◆ Extracted text:

= = = = = = =

Cebuano ( ) is an Austronesian language spoken in the southern Philippines. It is natively called by its generic term Bisaya or Binisaya (both translated into English as Visayan, though this should not be confused with other Bisayan languages) and sometimes referred to in English sources as Cebuan ( ). It is spoken by the Visayan ethnolinguistic groups native to the islands of Cebu, Bohol, Siquijor, the eastern half of Negros, the western half of Leyte, and the northern coastal areas of Northern Mindanao and the Zamboanga Peninsula. In modern times, it has also spread to the Davao Region, Cotabato, Camiguin, parts of the Dinagat Islands, and the lowland regions of Caraga, often displacing native languages in those areas (most of which are closely related to the language). 

While Tagalog has the largest number of native speakers among the languages of the Philippines today, Cebuano had the largest native-language-speaking population in the Philippines from the 1950s until about the 1980s. It is by far the most widely spoken of the Bisayan languages.

Cebuano is the lingua franca of the Central Visayas, western parts of Eastern Visayas, some western parts of Palawan and most parts of Mindanao. The name Cebuano is derived from the island of Cebu, which is the source of Standard Cebuano. Cebuano is also the primary language in Western Leyte — noticeably in Ormoc. Cebuano is assigned the ISO 639-2 three-letter code ceb, but not a ISO 639-1 two-letter code.

The Commission on the Filipino Language, the Philippine government body charged with developing and promoting the national and regional languages of the country, spells the name of the language in Filipino as .

Nomenclature
The term Cebuano derives from "Cebu"+"ano", a Latinate calque, reflective of the Philippines's Spanish colonial heritage. In common or everyday parlance, especially by those speakers from outside of the island of Cebu and in fact in Cebu the language is more often referred to as Bisaya. Bisaya, however, may become a source of confusion to non-native speakers as many other Bisayan languages may also be referred to as Bisaya even though they are not mutually intelligible with speakers of what is referred to by linguists as Cebuano. Cebuano in this sense applies to all speakers of vernaculars mutually intelligible with the vernaculars of Cebu island, regardless of origin or location, as well as to the language they speak.

The term Cebuano has garnered some objections. For example, generations of Cebuano speakers in Leyte, Bohol, and Northern Mindanao (Dipolog, Dapitan, Misamis Occidental and Misamis Oriental together with coastal areas of Butuan) say that their ancestry traces back to Cebuano speakers native to their place and not from immigrants or settlers from the Visayas. Furthermore, they ethnically refer to themselves as Bisaya and not Cebuano, and their language as Binisaya.

Classification

Cebuano is an Austronesian language; it is generally classified as one of the five primary branches of the Bisayan languages, part of the wider genus of Philippine languages.

= = = = = = =

◆ Excerpted data:
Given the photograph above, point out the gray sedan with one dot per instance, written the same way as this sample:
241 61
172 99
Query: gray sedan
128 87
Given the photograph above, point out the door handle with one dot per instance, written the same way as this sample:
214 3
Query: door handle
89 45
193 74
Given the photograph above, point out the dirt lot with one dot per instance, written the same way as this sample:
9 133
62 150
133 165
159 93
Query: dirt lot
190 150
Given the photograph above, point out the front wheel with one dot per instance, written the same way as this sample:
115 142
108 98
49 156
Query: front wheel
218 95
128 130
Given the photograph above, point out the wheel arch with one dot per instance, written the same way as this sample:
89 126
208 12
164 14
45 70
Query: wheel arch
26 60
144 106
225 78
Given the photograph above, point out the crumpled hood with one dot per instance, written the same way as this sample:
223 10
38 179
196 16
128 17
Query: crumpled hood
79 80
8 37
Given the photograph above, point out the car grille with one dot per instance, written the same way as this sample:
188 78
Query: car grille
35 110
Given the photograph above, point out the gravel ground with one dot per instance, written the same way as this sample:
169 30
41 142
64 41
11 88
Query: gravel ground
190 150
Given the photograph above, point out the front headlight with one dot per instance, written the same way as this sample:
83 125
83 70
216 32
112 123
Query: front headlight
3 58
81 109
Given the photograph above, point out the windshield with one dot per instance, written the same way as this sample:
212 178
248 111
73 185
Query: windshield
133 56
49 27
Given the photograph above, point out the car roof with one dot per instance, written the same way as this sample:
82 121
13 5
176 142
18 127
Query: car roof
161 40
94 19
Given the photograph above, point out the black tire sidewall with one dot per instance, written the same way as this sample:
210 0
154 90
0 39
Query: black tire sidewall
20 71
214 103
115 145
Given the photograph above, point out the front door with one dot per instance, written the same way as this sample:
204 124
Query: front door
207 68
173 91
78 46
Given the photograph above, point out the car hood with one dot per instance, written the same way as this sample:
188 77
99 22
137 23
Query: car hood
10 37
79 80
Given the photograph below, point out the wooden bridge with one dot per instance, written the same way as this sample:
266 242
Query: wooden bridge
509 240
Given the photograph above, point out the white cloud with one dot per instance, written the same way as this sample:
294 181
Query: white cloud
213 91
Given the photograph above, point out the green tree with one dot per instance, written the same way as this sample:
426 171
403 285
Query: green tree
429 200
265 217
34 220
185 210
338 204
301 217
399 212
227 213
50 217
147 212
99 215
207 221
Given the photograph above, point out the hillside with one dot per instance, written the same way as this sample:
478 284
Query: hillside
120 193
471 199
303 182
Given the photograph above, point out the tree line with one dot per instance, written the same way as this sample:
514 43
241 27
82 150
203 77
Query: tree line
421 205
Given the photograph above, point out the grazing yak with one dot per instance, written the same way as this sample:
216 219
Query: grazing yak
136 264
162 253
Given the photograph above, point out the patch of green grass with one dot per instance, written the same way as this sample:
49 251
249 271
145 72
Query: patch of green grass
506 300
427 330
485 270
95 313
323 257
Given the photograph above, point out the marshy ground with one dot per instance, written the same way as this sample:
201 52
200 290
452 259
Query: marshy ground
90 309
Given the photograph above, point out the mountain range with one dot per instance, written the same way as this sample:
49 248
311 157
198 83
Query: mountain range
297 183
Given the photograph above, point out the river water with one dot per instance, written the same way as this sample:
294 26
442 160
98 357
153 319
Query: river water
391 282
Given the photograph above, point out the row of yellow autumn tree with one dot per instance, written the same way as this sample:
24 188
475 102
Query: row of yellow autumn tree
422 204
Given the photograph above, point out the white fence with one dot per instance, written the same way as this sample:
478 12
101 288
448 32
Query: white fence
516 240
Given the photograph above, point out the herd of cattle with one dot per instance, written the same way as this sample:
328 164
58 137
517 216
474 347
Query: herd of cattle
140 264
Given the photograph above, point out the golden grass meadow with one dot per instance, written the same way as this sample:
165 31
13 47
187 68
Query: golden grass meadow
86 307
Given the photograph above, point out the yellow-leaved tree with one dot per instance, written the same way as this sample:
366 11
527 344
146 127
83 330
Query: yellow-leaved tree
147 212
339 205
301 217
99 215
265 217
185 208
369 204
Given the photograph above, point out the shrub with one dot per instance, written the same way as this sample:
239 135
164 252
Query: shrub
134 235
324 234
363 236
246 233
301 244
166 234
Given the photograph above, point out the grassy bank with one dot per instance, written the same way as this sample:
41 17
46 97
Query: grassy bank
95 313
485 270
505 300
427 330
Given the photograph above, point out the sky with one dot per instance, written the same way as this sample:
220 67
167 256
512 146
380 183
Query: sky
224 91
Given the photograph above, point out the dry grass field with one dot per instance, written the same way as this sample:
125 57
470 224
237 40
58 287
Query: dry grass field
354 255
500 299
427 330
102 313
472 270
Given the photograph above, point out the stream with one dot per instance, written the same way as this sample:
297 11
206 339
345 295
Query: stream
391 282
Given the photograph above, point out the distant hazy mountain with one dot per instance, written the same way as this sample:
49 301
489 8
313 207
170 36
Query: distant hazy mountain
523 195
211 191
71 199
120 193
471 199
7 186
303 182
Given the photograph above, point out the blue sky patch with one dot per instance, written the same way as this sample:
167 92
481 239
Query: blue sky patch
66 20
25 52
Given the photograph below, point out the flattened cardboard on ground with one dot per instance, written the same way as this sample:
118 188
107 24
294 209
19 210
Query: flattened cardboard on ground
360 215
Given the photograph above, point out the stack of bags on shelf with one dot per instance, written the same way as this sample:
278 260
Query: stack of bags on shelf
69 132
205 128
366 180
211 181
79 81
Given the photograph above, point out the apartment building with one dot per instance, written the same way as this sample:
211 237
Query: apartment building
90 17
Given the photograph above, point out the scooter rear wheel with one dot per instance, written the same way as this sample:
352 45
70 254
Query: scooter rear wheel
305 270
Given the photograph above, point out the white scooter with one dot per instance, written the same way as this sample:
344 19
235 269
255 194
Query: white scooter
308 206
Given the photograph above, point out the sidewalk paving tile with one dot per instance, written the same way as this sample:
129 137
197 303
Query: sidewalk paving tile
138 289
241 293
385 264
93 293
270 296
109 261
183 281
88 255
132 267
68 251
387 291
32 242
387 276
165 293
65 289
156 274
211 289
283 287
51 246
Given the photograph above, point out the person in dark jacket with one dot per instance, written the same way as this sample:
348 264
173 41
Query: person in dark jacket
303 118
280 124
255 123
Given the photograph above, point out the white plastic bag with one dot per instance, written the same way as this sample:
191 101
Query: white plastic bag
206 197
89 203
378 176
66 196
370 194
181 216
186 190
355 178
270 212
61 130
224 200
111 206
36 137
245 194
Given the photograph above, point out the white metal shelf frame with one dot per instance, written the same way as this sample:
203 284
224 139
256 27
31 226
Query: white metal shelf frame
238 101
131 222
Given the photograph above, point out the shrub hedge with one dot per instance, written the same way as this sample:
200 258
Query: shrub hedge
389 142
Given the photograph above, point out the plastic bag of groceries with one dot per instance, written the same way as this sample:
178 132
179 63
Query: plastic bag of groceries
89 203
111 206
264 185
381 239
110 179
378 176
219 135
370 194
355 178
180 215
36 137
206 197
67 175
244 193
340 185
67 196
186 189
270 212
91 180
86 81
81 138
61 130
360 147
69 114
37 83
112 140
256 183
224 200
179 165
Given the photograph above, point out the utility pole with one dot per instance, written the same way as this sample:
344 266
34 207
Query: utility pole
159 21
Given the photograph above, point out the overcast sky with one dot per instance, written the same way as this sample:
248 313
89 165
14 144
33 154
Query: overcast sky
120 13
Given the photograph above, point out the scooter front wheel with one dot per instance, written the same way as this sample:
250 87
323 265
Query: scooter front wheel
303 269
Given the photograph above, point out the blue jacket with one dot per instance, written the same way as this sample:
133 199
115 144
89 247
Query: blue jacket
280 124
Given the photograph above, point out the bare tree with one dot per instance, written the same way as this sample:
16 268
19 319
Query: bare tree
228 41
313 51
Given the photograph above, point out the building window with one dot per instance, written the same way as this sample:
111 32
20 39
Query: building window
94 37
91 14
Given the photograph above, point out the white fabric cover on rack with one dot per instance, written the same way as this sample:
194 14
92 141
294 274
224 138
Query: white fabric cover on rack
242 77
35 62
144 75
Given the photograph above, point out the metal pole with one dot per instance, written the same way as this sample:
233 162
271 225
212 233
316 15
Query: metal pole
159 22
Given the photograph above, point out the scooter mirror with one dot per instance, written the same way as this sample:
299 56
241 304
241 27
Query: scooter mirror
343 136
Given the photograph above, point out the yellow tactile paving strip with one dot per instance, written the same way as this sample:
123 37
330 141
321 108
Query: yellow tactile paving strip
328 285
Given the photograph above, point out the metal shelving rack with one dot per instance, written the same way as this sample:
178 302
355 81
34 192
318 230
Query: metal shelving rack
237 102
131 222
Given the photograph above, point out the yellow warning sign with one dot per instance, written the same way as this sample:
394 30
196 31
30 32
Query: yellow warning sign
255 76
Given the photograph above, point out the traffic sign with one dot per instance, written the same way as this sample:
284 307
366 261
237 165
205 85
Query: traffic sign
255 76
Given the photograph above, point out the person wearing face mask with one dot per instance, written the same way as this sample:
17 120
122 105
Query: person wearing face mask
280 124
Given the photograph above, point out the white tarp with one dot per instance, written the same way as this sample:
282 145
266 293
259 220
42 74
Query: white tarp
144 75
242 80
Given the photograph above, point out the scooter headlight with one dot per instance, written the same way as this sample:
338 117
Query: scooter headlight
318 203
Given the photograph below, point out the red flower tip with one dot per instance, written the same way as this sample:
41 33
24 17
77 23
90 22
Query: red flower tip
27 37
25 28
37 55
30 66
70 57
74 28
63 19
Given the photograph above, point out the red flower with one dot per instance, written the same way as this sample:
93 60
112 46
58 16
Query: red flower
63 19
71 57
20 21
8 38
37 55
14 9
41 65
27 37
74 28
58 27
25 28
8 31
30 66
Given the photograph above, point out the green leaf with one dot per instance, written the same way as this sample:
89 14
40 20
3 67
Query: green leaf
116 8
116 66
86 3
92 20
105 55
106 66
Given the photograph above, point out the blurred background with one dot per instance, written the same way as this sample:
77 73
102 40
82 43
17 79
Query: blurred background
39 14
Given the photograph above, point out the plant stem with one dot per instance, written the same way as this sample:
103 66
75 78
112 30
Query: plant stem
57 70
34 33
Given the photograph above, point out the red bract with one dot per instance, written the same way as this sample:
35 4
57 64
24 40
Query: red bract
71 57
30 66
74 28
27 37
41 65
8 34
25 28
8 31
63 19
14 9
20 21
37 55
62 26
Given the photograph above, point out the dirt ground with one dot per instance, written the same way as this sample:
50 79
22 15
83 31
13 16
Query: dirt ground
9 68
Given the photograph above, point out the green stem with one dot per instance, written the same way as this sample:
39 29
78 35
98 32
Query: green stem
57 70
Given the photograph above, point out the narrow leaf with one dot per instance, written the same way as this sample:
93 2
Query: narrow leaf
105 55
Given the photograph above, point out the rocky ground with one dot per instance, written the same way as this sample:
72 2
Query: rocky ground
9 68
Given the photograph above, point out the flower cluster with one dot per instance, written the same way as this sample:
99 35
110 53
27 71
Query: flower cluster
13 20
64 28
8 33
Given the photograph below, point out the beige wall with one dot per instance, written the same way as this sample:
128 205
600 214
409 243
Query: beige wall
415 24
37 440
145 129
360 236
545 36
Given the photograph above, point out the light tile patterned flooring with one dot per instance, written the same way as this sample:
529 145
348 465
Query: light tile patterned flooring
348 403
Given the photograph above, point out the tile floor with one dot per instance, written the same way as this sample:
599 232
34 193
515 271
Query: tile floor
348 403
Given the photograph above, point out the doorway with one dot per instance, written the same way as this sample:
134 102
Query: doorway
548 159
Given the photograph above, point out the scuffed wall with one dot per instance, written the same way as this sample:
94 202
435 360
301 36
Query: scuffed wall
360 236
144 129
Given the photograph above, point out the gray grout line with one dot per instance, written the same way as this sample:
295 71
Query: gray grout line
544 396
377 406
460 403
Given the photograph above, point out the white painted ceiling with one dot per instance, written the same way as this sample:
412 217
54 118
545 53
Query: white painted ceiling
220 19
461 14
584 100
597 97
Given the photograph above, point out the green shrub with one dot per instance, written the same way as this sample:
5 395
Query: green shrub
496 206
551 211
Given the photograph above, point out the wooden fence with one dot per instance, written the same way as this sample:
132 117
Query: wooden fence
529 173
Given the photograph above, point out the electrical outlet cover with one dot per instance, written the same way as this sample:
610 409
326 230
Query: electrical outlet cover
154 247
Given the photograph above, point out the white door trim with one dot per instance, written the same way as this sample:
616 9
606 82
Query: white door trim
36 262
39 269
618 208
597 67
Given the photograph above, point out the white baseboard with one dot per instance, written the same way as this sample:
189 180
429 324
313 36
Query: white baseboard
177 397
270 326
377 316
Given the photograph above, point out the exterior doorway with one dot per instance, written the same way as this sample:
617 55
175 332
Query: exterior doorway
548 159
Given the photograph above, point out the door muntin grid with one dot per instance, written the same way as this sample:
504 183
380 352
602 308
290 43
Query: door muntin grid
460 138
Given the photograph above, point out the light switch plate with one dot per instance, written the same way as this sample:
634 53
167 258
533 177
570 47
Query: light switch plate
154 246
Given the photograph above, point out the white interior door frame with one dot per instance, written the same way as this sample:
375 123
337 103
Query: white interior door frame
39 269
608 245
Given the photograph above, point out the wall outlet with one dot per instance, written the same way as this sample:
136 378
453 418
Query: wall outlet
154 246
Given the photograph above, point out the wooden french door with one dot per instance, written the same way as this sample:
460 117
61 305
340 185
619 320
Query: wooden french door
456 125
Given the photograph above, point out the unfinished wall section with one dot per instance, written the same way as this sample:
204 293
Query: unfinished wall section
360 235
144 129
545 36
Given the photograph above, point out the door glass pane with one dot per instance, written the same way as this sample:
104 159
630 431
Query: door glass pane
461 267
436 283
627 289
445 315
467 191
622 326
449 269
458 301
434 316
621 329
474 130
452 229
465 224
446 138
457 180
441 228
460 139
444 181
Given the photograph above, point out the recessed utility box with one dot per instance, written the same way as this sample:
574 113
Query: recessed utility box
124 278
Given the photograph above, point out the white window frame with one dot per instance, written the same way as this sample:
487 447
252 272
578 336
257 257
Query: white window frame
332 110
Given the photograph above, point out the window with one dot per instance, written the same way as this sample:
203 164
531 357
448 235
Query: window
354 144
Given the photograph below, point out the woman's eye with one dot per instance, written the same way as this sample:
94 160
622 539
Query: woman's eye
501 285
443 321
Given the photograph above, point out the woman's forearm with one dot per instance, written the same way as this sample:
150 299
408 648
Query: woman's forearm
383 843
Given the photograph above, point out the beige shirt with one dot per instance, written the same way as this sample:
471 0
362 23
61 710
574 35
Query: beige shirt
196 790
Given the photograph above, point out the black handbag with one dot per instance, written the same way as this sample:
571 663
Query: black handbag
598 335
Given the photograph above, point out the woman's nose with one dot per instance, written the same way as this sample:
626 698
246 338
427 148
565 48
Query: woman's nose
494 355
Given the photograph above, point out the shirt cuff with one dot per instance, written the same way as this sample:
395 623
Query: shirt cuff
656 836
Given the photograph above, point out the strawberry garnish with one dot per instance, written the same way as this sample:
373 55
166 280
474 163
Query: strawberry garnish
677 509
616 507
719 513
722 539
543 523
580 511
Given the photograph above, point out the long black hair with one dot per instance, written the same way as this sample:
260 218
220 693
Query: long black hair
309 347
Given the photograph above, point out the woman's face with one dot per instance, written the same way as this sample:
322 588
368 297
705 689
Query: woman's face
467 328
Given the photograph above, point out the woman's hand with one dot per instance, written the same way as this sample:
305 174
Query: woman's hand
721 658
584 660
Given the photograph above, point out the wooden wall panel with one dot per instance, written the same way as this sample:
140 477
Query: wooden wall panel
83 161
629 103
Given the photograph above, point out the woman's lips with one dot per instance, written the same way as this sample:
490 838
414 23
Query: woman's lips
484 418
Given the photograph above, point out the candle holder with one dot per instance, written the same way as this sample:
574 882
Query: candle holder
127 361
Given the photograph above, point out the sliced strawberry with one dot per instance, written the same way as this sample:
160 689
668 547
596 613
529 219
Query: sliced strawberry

= = = = = = =

◆ What you need to do:
Using the Cebuano text above, answer each of the following questions.
(a) What ISO 639-2 three-letter code is assigned to Cebuano?
(b) During what period did Cebuano have the largest native-language-speaking population in the Philippines?
(c) What do the Cebuano speakers in Leyte, Bohol, and Northern Mindanao call their language?

◆ Result for this task:
(a) ceb
(b) From the 1950s until about the 1980s
(c) Binisaya